----- Materials provided

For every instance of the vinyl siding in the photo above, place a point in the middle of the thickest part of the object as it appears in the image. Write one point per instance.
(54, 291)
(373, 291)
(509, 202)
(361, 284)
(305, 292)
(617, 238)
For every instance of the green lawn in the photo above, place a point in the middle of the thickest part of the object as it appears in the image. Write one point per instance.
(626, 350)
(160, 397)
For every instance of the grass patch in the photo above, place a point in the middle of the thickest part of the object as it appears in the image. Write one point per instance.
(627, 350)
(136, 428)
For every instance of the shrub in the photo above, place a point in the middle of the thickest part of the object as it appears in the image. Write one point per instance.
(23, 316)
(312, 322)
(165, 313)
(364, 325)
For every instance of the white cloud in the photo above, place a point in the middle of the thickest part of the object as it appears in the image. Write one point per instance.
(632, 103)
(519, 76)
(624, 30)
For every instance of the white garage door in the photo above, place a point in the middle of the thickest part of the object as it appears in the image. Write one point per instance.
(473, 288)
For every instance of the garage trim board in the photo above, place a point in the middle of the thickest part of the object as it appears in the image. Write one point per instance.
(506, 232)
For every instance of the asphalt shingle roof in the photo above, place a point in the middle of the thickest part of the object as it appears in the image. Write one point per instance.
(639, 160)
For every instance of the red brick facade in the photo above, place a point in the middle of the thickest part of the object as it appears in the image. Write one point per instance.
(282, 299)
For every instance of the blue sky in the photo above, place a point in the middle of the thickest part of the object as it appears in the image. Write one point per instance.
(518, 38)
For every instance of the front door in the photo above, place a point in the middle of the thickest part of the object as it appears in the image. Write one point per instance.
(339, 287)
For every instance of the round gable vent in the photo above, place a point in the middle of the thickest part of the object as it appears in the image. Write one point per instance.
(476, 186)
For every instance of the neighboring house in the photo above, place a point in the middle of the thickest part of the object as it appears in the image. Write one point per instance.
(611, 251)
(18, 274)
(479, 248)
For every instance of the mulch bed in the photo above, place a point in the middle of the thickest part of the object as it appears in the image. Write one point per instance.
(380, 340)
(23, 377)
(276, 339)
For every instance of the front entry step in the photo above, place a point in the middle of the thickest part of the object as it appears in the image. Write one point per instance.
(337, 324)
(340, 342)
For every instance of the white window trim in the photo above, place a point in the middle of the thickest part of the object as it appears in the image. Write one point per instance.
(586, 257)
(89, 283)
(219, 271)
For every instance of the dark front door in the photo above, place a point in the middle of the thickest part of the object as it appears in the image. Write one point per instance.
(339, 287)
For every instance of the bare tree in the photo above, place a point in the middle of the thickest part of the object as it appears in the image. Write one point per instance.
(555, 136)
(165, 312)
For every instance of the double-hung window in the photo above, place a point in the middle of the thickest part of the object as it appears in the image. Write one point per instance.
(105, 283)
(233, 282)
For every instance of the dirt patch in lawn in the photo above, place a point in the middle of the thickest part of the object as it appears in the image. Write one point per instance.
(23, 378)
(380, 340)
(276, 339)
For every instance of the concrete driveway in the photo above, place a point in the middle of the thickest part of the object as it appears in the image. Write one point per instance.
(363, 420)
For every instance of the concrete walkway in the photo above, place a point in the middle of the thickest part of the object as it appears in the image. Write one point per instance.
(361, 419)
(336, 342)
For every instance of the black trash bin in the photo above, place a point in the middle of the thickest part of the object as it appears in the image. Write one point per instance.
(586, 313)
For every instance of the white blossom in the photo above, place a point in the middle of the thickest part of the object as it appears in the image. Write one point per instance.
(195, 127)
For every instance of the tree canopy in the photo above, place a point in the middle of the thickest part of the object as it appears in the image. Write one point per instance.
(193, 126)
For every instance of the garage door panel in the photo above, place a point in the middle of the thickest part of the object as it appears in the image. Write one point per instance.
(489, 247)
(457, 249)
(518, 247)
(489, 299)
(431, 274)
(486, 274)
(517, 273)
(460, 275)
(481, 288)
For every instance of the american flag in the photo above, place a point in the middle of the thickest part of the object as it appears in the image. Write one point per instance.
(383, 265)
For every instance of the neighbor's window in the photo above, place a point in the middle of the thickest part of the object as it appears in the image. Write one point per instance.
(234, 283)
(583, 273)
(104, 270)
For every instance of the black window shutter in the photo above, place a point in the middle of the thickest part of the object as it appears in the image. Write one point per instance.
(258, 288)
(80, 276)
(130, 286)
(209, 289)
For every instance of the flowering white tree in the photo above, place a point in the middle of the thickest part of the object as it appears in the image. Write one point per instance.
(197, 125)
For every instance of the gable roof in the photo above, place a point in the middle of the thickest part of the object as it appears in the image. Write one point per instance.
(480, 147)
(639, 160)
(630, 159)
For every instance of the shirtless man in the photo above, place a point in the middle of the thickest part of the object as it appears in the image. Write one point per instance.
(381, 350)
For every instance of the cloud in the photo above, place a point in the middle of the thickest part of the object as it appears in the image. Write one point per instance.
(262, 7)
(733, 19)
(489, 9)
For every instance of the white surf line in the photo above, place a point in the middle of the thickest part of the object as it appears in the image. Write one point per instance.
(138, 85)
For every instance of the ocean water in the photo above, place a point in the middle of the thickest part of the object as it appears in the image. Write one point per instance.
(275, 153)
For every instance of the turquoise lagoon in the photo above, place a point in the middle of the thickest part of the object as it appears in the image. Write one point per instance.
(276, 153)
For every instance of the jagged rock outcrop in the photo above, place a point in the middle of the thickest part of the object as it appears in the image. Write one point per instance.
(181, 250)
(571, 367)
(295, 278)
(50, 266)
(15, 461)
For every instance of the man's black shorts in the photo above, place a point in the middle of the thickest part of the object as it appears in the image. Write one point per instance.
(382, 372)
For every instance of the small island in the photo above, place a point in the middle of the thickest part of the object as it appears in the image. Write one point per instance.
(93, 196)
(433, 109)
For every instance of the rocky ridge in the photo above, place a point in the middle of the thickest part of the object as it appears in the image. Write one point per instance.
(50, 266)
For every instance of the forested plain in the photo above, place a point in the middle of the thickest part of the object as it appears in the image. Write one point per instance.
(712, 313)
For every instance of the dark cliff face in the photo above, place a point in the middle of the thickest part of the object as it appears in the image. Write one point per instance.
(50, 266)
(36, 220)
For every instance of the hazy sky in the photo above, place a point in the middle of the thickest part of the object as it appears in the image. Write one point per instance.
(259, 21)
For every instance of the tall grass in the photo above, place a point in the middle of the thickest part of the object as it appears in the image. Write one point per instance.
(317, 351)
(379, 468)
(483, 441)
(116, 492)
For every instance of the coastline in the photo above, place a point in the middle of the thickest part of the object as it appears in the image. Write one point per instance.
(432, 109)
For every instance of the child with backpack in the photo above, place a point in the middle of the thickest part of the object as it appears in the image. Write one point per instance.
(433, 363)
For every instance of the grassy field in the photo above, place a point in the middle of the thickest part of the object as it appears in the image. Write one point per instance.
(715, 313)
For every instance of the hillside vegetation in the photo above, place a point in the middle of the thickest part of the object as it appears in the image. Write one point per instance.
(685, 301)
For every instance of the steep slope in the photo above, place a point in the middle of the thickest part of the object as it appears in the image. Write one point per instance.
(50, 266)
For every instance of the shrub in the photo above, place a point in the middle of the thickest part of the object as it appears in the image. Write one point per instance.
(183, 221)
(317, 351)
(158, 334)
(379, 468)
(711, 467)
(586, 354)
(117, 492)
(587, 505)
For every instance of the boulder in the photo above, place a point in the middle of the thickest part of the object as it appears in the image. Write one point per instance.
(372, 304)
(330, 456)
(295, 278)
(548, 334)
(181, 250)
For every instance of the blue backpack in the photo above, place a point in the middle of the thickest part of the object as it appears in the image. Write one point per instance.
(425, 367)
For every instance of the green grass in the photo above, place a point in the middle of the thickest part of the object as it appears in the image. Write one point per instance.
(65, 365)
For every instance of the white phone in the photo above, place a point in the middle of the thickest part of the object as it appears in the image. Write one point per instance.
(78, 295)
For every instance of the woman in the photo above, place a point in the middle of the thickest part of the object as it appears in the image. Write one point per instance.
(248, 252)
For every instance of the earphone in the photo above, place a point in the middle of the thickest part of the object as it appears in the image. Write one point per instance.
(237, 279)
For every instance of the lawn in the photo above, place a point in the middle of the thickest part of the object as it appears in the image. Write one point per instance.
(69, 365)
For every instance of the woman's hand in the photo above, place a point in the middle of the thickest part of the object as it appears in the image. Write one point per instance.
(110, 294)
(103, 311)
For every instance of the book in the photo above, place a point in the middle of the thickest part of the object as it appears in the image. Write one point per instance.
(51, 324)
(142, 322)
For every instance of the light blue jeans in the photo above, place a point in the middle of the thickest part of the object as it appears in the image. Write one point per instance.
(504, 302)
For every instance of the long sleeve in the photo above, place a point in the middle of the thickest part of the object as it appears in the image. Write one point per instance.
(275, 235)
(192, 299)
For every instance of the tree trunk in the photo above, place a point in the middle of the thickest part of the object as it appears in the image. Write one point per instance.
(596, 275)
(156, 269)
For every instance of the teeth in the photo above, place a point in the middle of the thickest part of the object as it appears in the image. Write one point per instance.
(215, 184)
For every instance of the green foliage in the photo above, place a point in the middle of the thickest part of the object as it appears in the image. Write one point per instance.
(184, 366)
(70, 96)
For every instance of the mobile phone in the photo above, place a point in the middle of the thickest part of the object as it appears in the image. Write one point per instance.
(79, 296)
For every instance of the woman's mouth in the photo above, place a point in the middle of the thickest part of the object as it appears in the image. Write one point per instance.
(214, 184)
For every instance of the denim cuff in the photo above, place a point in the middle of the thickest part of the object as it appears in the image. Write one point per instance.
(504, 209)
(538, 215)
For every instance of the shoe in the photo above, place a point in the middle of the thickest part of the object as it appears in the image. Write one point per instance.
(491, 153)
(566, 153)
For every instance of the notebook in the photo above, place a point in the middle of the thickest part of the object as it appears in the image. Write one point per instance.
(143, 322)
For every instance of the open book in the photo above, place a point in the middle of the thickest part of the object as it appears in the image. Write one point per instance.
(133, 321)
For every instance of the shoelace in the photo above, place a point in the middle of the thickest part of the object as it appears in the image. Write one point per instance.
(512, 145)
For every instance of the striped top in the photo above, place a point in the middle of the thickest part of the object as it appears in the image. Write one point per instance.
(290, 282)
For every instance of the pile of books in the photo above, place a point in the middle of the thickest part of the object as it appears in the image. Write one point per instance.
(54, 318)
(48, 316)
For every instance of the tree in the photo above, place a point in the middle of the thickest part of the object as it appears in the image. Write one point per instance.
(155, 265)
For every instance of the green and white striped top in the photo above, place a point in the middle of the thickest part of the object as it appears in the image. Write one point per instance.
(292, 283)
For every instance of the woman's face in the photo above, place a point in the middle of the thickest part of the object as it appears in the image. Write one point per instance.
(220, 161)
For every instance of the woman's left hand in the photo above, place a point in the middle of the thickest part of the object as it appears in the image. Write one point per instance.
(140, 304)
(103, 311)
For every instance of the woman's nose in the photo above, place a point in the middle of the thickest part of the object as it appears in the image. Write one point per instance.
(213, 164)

----------

_Task instructions_: Starting at the line that contains "For every instance of the woman's left" and continuing through the end of the material, write those lines again with "thickest" changed to "widest". Leave everything else the same.

_Problem solution_:
For every instance of the woman's left hand in the photo above, place a point in the middle of the widest part of the object as it appears in the image. Write one point per instance.
(140, 304)
(103, 311)
For every instance of the woman's nose in the photo above, place a point in the middle of the widest part of the object as it appears in the image. Write one point per instance.
(213, 164)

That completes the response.